Collection entries:
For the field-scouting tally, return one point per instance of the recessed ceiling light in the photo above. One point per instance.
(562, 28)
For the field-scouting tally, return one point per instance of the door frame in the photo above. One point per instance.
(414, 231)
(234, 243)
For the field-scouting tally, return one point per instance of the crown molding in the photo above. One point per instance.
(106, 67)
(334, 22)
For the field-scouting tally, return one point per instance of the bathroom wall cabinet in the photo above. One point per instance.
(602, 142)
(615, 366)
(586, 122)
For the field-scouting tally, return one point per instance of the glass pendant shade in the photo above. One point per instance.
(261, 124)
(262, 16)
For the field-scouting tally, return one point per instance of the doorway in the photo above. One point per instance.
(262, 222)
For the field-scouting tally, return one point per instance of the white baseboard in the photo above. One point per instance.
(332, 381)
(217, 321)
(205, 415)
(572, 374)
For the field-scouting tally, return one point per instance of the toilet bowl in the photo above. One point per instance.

Exercise |
In the records above, find the line containing "the door frame"; please retype it and every line after it through the last line, exactly and with nothing else.

Response for this exercise |
For the field-scouting tally, return one point per instance of the door frame in the photo above. One point per instance.
(414, 231)
(234, 243)
For the field-scouting tally, return one point per instance of the crown molding in the photo above. One point per instance.
(106, 67)
(334, 22)
For the field-scouting tally, return one point per instance of the bathroom wall cabinet in the photo above. One point per instance.
(602, 142)
(615, 366)
(586, 122)
For the field-scouting tally, return one point per instance of the glass pendant shade in the photo above. One point per instance.
(261, 124)
(262, 16)
For the field-scouting tally, return one point per instance of the doorway in the photo above. One point per instance.
(262, 222)
For the field-scouting tally, return one point per instance of the white baseboard in the photo above. One point per instance.
(332, 381)
(217, 321)
(205, 415)
(572, 374)
For the field-scouting tally, return one point per instance of the toilet bowl in the photo above. One point per instance.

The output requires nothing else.